(Referring expression grounding data)
__________________________________________________

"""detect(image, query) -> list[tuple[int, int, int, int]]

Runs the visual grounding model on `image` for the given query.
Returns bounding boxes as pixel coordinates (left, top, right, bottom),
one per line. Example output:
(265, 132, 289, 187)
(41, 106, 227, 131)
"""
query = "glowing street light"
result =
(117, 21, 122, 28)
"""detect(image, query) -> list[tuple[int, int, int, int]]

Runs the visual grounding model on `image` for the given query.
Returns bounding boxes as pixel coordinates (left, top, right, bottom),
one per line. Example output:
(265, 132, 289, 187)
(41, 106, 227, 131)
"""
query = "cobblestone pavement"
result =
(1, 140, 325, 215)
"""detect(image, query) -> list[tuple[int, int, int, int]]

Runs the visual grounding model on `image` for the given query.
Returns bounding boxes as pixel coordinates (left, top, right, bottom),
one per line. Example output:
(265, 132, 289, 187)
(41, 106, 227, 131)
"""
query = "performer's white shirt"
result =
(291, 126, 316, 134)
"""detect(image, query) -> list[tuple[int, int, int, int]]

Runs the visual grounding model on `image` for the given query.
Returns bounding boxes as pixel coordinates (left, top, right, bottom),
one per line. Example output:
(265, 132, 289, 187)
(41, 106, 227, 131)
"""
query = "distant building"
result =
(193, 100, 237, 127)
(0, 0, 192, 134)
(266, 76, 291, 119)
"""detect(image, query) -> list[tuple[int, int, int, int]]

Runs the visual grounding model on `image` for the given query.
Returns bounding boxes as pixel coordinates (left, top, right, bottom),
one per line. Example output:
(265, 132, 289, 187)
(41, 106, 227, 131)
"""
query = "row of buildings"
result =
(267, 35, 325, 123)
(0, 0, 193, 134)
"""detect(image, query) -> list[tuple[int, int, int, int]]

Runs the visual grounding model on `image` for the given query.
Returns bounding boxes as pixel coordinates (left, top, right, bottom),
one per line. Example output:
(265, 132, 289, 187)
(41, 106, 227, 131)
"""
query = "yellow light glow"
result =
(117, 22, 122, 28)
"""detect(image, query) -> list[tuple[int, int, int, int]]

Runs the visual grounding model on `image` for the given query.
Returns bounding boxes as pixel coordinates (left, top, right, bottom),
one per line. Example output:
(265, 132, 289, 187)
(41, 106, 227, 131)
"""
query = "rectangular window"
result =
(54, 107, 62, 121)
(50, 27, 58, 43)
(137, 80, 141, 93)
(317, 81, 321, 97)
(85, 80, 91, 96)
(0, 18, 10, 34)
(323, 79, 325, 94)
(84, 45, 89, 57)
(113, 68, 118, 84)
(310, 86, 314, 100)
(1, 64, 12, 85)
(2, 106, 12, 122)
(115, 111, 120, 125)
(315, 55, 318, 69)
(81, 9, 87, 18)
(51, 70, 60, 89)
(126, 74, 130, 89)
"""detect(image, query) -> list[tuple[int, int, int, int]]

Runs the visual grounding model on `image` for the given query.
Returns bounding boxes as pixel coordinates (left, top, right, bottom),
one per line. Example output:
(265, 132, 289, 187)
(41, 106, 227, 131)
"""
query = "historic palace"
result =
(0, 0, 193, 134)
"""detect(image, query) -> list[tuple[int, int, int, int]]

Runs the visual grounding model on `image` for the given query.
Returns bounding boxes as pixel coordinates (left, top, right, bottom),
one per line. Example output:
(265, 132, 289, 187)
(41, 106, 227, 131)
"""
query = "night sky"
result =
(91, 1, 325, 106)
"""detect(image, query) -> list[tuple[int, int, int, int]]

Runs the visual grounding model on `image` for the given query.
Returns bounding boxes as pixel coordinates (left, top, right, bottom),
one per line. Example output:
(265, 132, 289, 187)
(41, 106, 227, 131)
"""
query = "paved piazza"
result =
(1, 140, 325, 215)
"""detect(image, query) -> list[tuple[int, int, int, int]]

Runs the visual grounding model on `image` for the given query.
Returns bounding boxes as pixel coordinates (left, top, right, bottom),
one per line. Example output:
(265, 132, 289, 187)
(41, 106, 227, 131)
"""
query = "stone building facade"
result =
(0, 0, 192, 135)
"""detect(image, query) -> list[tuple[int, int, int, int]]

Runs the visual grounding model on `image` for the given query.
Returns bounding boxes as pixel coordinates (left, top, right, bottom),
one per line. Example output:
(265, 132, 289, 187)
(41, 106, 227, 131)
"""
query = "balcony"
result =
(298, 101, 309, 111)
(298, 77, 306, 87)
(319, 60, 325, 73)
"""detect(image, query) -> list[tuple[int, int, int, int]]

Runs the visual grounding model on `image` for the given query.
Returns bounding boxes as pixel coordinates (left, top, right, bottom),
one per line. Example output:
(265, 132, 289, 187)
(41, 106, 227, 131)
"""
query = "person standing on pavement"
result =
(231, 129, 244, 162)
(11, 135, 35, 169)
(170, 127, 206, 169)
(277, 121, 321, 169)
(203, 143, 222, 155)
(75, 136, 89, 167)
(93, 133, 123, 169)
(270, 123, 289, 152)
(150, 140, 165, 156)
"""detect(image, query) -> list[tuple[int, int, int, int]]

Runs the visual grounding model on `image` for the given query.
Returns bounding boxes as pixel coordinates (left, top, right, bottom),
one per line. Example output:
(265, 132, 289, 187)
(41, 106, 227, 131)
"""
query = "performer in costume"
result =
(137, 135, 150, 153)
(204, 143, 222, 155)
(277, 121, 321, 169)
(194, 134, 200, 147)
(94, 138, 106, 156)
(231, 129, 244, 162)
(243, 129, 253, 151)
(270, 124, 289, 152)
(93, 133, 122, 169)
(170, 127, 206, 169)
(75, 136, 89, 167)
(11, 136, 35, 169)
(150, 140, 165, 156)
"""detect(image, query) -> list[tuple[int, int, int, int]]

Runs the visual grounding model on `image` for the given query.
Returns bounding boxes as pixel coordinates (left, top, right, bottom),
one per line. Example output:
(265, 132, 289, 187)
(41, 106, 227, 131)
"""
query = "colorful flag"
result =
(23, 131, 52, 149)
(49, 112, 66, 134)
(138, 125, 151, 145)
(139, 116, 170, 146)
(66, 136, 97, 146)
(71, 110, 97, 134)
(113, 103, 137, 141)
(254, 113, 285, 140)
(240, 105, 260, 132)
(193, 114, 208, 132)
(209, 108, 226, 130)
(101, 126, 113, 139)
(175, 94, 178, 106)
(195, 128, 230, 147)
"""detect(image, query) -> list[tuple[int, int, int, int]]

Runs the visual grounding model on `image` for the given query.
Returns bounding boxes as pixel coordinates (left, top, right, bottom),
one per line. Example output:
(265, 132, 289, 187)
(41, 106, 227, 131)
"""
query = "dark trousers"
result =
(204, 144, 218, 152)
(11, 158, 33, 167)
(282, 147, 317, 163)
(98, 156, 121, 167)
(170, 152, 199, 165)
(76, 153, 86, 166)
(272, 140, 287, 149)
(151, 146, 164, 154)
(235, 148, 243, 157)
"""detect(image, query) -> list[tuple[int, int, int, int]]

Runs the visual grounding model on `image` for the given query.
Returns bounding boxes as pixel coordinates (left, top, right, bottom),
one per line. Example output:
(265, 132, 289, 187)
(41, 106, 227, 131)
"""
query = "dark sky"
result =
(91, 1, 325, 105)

__________________________________________________

(WORK INSTRUCTION): Exactly as shown above, return all of the entries.

(RESPONSE AREA):
"""detect(image, query) -> list[tuple[int, int, int, int]]

Runs the visual grounding model on `image` for the given query.
Returns bounding boxes as pixel coordinates (left, top, right, bottom),
one per line. Example output:
(265, 132, 289, 187)
(41, 106, 227, 131)
"""
query = "glowing street light"
result =
(117, 21, 122, 28)
"""detect(image, query) -> list[tuple[int, int, int, int]]

Runs the visual grounding model on `image` for the given query.
Returns bounding boxes as pixel coordinates (left, top, right, bottom),
one per line. Example output:
(265, 132, 289, 187)
(41, 106, 227, 131)
"""
query = "cobblestone pavement"
result =
(1, 140, 325, 215)
"""detect(image, query) -> list[tuple[int, int, int, int]]

Runs the visual grounding model on `image` for the given query.
Returns bounding boxes as pixel coordinates (left, top, right, bottom),
one per line. Example output:
(265, 132, 289, 187)
(41, 106, 227, 131)
"""
query = "performer's white shirt"
result =
(291, 126, 316, 134)
"""detect(image, query) -> list[tuple[int, int, int, int]]

Runs the visual grounding model on `image` for the given query.
Returns bounding boxes as pixel coordinates (left, top, right, bottom),
one per line. Example output:
(265, 132, 289, 187)
(41, 106, 227, 131)
"""
query = "distant building"
result =
(193, 100, 237, 127)
(0, 0, 192, 134)
(266, 76, 291, 119)
"""detect(image, query) -> list[tuple[int, int, int, int]]

Runs the visual grounding model on `image` for the given query.
Returns bounding boxes as pixel coordinates (left, top, right, bottom),
one per line. Example output:
(265, 132, 289, 187)
(41, 106, 227, 131)
"""
query = "row of buildings"
result =
(267, 35, 325, 123)
(0, 0, 193, 134)
"""detect(image, query) -> list[tuple[int, int, int, int]]

Runs the visual grounding model on `image` for the given query.
Returns bounding boxes as pixel coordinates (left, top, right, bottom),
one per line. Example output:
(265, 132, 289, 187)
(41, 106, 227, 131)
"""
query = "yellow light glow"
result =
(117, 22, 122, 28)
"""detect(image, query) -> list[tuple[int, int, int, int]]

Runs the visual grounding model on `image` for the given query.
Returns bounding boxes as pixel coordinates (left, top, right, bottom),
one per line. Example output:
(265, 132, 289, 187)
(41, 106, 227, 131)
"""
query = "rectangular window"
result =
(54, 107, 62, 121)
(50, 27, 58, 43)
(137, 80, 141, 93)
(317, 81, 321, 97)
(85, 80, 91, 96)
(0, 18, 10, 34)
(323, 79, 325, 94)
(84, 45, 89, 57)
(113, 68, 118, 84)
(310, 86, 314, 100)
(1, 64, 12, 85)
(2, 106, 12, 122)
(115, 111, 120, 125)
(315, 55, 318, 69)
(81, 9, 87, 18)
(51, 70, 60, 89)
(126, 74, 130, 89)
"""detect(image, query) -> list[tuple[int, int, int, int]]

Runs the visual grounding model on `image` for the given query.
Returns bounding boxes as pixel coordinates (left, top, right, bottom),
one per line. Example output:
(265, 132, 289, 187)
(41, 106, 227, 131)
"""
query = "historic palace"
result =
(0, 0, 193, 134)
"""detect(image, query) -> list[tuple[int, int, int, int]]

Runs the visual grounding model on `image` for the given query.
Returns bounding boxes as pixel coordinates (left, top, right, bottom),
one per line. Example output:
(265, 132, 289, 187)
(41, 106, 227, 131)
"""
query = "night sky"
result =
(91, 1, 325, 106)
"""detect(image, query) -> list[tuple[int, int, int, int]]

Runs the visual grounding model on `image` for the given query.
Returns bounding boxes as pixel coordinates (left, top, right, bottom),
one per line. Example output:
(265, 132, 289, 187)
(41, 106, 227, 131)
"""
query = "paved piazza"
result =
(1, 140, 325, 215)
"""detect(image, query) -> list[tuple[int, int, int, int]]

Runs the visual grounding model on `image` for the given query.
Returns bounding boxes as pixel coordinates (left, top, right, bottom),
one per line. Example output:
(265, 132, 289, 187)
(41, 106, 227, 131)
"""
query = "stone building facade"
result =
(0, 0, 192, 135)
"""detect(image, query) -> list[tuple[int, int, int, int]]

Runs the visual grounding model on `image` for the given query.
Returns bounding boxes as pixel coordinates (left, top, right, bottom),
one per line. Example output:
(265, 132, 289, 187)
(41, 106, 227, 131)
"""
query = "balcony"
result =
(298, 101, 309, 111)
(298, 77, 306, 87)
(319, 60, 325, 73)
"""detect(image, query) -> list[tuple[int, int, int, int]]

Runs the visual grounding model on `image` for the given query.
Returns bounding boxes as pixel coordinates (left, top, right, bottom),
one per line. Example output:
(265, 132, 289, 187)
(41, 106, 227, 131)
"""
query = "person standing on pavement"
result =
(231, 129, 244, 162)
(11, 135, 35, 169)
(170, 127, 206, 169)
(277, 121, 321, 169)
(203, 143, 222, 155)
(75, 136, 89, 167)
(93, 133, 123, 169)
(270, 123, 289, 152)
(150, 140, 165, 156)
"""detect(image, query) -> list[tuple[int, int, int, int]]

Runs the visual grounding model on `image` for the given query.
Returns bounding boxes as pixel coordinates (left, top, right, bottom),
one per line. Example output:
(265, 132, 289, 187)
(41, 106, 227, 131)
"""
query = "performer in costume"
result =
(137, 135, 150, 153)
(204, 143, 222, 155)
(277, 121, 321, 169)
(194, 134, 200, 147)
(94, 138, 106, 156)
(231, 129, 244, 162)
(243, 129, 253, 151)
(270, 124, 289, 152)
(93, 133, 122, 169)
(170, 127, 206, 169)
(75, 136, 89, 167)
(11, 136, 35, 169)
(150, 140, 165, 156)
"""detect(image, query) -> list[tuple[int, int, int, int]]

Runs the visual grounding model on `image` for the given query.
Returns bounding boxes as pixel coordinates (left, top, right, bottom),
one per line. Example output:
(265, 132, 289, 187)
(41, 106, 227, 131)
"""
query = "colorful flag"
result =
(23, 131, 52, 149)
(49, 112, 66, 134)
(138, 125, 151, 145)
(139, 116, 170, 146)
(66, 136, 97, 146)
(71, 110, 97, 134)
(113, 103, 137, 141)
(254, 113, 285, 140)
(240, 105, 260, 132)
(193, 114, 208, 132)
(209, 108, 226, 130)
(101, 126, 113, 139)
(175, 94, 178, 106)
(195, 128, 230, 147)
"""detect(image, query) -> list[tuple[int, int, int, int]]

Runs the visual grounding model on `image` for the given query.
Returns bounding boxes as pixel coordinates (left, top, right, bottom),
one per line. Example output:
(265, 132, 289, 187)
(41, 106, 227, 131)
"""
query = "dark trousers"
result =
(204, 144, 218, 152)
(11, 158, 33, 167)
(282, 147, 317, 163)
(98, 156, 121, 167)
(170, 152, 199, 165)
(76, 153, 86, 166)
(272, 140, 287, 149)
(151, 146, 164, 154)
(235, 148, 243, 157)
"""detect(image, query) -> list[tuple[int, int, int, int]]

Runs the visual grounding model on `image` for the given query.
Returns bounding boxes as pixel coordinates (left, top, right, bottom),
one per line. Example output:
(265, 132, 289, 187)
(41, 106, 227, 131)
"""
query = "dark sky"
result =
(91, 1, 325, 105)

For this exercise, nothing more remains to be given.